▶ EXERCISE INSTRUCTIONS: Change "bounding box" to "rectangle" in the items from the line with "Find the bare" up to and including the line with "70, 26, 274, 228", keeping everything else the same and leaving the pictures out.

▶ Recorded data:

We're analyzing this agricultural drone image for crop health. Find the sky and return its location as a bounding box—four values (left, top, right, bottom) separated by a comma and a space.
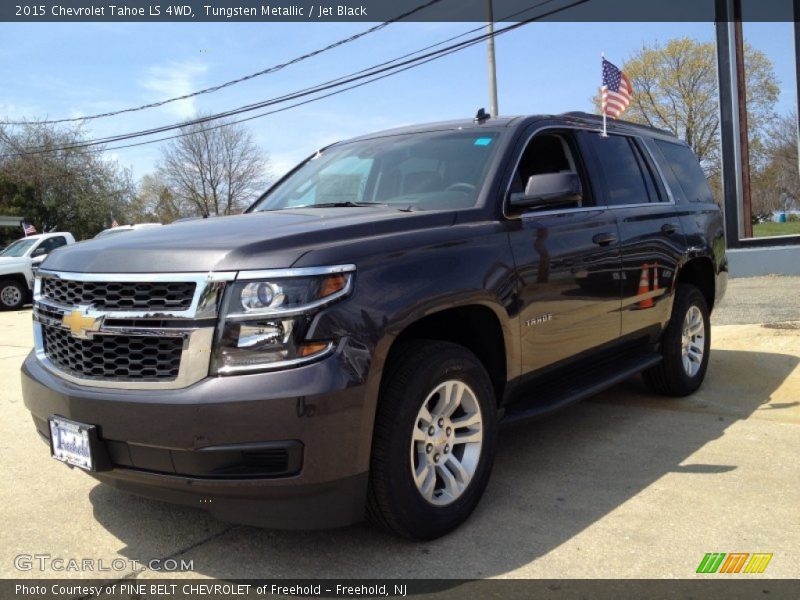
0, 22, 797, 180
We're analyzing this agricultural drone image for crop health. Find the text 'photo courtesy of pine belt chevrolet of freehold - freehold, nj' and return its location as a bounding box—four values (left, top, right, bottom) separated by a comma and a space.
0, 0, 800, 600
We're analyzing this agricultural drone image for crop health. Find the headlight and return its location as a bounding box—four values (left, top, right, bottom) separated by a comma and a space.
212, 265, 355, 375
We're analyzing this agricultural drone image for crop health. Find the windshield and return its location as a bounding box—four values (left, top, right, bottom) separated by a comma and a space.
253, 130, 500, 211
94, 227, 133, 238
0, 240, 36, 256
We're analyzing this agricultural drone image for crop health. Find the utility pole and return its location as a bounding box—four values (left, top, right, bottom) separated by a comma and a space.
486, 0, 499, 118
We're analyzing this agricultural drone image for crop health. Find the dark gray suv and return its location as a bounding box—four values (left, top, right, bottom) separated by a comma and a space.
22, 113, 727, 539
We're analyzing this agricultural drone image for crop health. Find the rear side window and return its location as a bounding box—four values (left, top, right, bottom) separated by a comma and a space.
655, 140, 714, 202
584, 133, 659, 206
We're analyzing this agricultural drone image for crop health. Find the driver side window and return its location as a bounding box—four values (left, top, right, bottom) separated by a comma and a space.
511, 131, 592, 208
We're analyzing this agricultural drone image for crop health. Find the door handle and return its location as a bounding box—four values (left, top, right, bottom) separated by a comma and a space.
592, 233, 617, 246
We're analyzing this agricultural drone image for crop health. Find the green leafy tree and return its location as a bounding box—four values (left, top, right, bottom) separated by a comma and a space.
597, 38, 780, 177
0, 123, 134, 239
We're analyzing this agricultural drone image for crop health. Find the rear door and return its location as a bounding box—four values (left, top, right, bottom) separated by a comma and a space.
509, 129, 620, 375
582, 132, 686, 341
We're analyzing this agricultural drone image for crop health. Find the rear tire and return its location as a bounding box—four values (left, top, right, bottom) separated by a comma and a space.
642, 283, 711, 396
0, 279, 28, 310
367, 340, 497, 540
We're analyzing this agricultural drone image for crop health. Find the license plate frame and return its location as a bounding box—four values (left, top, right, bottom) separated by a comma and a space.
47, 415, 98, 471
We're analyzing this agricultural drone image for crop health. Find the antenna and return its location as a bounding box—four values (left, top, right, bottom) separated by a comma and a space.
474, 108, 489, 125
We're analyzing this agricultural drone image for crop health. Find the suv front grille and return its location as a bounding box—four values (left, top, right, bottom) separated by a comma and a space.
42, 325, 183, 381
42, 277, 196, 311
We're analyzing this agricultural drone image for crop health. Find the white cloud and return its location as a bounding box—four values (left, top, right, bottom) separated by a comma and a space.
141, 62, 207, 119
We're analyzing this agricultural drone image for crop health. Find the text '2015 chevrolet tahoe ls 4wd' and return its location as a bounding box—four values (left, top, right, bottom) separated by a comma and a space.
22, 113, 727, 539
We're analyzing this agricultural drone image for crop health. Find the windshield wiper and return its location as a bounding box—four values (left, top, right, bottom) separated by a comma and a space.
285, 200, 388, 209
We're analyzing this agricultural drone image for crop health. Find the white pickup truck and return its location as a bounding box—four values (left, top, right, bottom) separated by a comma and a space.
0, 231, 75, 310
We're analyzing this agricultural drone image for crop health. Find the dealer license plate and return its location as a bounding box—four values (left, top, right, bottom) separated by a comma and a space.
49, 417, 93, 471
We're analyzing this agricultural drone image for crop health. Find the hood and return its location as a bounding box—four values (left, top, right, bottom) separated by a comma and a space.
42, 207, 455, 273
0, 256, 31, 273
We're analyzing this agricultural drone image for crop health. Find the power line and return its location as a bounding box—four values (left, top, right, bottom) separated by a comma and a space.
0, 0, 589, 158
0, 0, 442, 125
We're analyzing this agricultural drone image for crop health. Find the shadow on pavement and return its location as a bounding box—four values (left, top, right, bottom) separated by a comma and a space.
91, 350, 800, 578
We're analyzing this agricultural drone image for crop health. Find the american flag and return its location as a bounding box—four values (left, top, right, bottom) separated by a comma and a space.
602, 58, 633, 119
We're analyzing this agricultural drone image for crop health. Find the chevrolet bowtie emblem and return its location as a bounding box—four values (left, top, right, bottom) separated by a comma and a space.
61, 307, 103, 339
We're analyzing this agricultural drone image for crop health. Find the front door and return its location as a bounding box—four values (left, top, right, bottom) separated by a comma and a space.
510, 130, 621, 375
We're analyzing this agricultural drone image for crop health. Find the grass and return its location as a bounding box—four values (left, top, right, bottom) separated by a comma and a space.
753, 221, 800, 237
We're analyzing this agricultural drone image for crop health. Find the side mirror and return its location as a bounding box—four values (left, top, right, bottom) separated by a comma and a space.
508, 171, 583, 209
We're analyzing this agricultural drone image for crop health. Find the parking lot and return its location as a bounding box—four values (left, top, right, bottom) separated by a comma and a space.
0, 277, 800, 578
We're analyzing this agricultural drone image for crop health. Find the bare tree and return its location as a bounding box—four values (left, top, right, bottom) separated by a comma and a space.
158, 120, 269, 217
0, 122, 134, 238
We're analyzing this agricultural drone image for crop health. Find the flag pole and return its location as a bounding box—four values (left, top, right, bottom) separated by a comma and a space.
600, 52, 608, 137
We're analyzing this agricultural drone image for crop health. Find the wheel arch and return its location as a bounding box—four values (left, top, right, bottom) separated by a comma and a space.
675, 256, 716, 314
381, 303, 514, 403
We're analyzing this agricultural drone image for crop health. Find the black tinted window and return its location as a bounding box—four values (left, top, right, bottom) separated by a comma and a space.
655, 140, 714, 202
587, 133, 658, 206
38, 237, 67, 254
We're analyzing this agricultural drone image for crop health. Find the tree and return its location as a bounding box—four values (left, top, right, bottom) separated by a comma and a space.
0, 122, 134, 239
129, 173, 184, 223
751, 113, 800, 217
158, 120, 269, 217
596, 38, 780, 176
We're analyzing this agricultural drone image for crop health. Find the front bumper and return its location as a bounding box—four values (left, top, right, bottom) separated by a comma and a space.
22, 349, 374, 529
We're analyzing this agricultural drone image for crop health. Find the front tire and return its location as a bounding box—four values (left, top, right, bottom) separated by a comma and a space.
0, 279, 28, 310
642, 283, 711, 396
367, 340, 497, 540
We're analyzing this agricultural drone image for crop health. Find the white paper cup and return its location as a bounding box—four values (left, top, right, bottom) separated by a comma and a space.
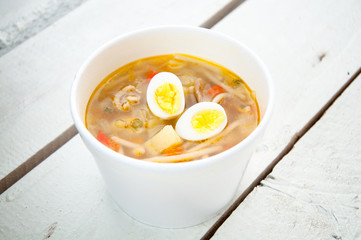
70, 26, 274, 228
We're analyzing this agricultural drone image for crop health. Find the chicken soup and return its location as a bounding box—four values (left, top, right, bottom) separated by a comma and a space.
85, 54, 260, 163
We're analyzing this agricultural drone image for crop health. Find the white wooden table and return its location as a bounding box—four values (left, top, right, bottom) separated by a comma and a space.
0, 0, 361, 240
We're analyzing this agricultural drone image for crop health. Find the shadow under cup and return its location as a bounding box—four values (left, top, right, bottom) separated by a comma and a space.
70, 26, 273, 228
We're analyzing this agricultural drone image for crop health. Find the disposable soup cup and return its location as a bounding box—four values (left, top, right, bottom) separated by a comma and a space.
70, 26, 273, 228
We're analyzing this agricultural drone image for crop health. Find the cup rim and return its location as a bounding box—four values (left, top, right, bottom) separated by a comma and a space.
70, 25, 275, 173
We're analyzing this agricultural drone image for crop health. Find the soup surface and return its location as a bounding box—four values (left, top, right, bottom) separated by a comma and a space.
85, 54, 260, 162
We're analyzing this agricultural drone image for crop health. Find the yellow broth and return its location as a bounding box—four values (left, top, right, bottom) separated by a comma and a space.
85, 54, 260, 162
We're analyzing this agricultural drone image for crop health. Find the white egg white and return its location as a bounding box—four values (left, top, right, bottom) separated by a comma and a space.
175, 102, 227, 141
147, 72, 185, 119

...

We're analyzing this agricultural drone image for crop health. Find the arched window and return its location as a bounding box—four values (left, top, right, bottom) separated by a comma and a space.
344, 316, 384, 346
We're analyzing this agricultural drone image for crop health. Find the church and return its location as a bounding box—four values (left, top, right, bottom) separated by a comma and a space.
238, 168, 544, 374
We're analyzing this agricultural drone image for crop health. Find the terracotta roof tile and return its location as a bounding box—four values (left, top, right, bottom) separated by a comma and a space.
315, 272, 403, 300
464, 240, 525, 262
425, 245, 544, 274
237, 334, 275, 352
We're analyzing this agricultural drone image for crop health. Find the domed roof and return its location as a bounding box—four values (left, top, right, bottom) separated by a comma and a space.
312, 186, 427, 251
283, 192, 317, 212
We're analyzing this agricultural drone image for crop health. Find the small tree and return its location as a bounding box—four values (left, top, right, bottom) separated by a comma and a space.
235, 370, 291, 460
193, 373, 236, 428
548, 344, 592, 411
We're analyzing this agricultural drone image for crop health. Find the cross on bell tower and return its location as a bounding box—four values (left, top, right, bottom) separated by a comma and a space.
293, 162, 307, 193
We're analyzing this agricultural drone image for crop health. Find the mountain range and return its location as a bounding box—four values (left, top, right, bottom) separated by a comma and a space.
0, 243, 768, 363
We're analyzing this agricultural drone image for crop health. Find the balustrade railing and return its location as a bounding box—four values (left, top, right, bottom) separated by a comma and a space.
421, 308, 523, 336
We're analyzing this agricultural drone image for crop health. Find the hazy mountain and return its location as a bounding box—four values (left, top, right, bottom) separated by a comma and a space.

--

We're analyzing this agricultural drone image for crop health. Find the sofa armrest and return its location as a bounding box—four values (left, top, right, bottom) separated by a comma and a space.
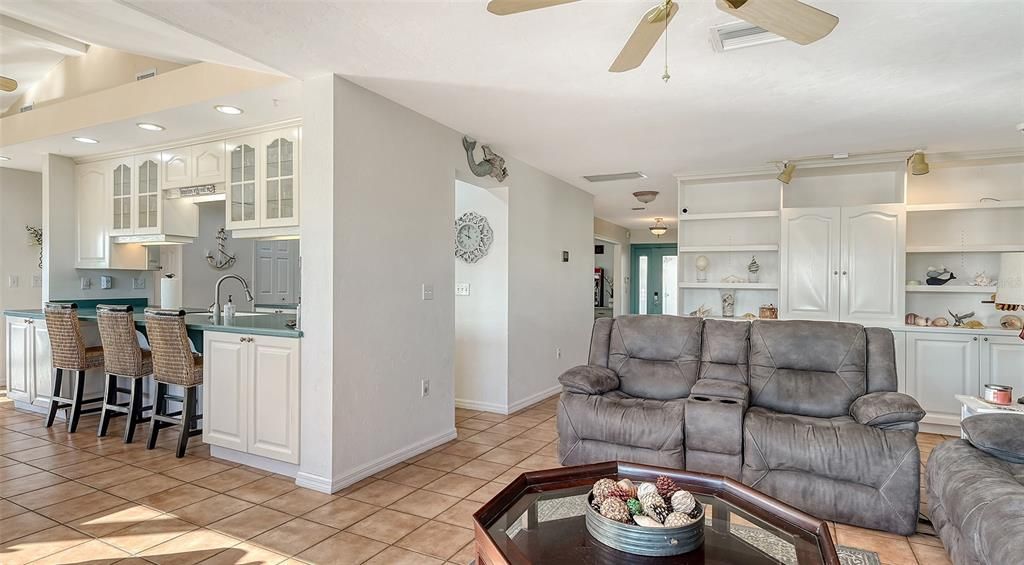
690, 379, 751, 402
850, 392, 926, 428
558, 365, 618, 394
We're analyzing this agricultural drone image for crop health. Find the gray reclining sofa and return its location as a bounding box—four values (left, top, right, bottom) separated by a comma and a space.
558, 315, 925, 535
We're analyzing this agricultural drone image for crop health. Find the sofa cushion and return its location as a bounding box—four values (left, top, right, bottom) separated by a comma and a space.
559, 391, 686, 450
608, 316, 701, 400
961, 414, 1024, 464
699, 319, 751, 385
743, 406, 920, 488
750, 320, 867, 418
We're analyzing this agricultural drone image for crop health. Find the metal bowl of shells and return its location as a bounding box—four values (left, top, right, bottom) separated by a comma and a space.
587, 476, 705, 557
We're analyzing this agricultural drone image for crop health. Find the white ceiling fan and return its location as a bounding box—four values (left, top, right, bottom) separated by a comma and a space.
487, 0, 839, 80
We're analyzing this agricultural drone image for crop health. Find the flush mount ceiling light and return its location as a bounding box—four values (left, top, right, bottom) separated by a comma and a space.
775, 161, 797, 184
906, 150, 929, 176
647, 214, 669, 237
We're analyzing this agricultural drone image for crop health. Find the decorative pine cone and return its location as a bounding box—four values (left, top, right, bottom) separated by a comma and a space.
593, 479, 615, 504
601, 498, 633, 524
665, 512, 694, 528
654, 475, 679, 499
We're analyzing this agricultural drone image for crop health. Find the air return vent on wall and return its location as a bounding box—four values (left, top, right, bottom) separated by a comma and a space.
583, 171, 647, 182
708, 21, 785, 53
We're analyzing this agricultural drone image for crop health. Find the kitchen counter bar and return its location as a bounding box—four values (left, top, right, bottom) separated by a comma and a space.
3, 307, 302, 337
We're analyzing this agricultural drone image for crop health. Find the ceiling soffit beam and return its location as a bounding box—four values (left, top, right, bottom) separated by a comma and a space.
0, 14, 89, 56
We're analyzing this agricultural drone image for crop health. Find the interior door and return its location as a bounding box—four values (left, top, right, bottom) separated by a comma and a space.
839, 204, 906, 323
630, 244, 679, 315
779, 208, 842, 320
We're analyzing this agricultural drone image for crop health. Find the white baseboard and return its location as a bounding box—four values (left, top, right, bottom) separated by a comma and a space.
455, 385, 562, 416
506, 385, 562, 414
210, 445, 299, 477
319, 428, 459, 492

▶ RESPONSE TO THE EXERCISE:
We're analyzing this agricultural drone image for crop health. Find the bare tree and return its location as a rectangle—four values (left, top, right, bottom) separated by a comma and a space.
158, 120, 269, 217
0, 122, 134, 238
We're analyzing this agricultural drone image for crop health. Find the flag pole and return its location as a rectangle—four values (left, top, right, bottom) separated by a comma and a space.
600, 52, 608, 137
We're analyzing this agricultural drone image for crop health. Find the wheel arch and return its location as a rectangle—four values (left, top, right, bottom) separated by a comma and a space.
675, 256, 716, 314
381, 303, 514, 403
We're analyzing this agricultural drone image for crop health. Find the black tinted window and return its location as a rectangle—four values (left, top, right, bottom) separated by a comma and a space.
655, 140, 714, 202
587, 133, 658, 206
38, 237, 67, 254
We're analyzing this agricultural drone image for crop health. Find the tree and return its location as a rectangle—four values (left, top, right, bottom) separated by a comma and a space.
0, 122, 134, 239
129, 173, 184, 223
751, 113, 800, 217
158, 120, 269, 217
596, 38, 780, 176
We're analyzing this agricultural drone image for crop health. Find the front bumper and return its location as a rectangle—four values (left, top, right, bottom) separated by a comma and a space.
22, 349, 374, 529
We're analyzing this agricultural drone image for crop health. Find the front tire and return its location as a rectangle—four values (left, top, right, bottom) separated by a comma and a space.
0, 279, 28, 310
642, 283, 711, 396
367, 340, 497, 540
We're analyzing this agricultural drone image for crop health. Find the white paper cup and return its location as a rectangle—four values (left, top, right, bottom) separated by a comma and a space.
70, 26, 274, 228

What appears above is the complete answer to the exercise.